Can you reproduce the entries below, substituting "white blossom" for every occurrence of "pale pink blossom" and leaving everything else as it is?
━━━━
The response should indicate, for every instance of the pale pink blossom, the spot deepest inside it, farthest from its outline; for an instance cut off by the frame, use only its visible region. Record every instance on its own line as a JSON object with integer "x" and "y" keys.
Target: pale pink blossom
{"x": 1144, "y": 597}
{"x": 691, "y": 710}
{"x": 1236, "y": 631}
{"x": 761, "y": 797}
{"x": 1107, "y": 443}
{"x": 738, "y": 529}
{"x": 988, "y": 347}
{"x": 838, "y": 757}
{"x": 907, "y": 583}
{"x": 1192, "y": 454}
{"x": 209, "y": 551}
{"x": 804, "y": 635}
━━━━
- **CORRECT ANSWER**:
The response should indicate, for every instance of the white blossom, the spot deepest inside it, farthest from its outline; for an instance cut off by the frame, use only its visible region. Record every instance on its own line as a JSON object with integer "x" and "y" keys.
Target: white blossom
{"x": 1144, "y": 597}
{"x": 691, "y": 710}
{"x": 1236, "y": 631}
{"x": 761, "y": 797}
{"x": 1107, "y": 443}
{"x": 738, "y": 529}
{"x": 988, "y": 347}
{"x": 838, "y": 757}
{"x": 907, "y": 583}
{"x": 1192, "y": 454}
{"x": 209, "y": 551}
{"x": 804, "y": 635}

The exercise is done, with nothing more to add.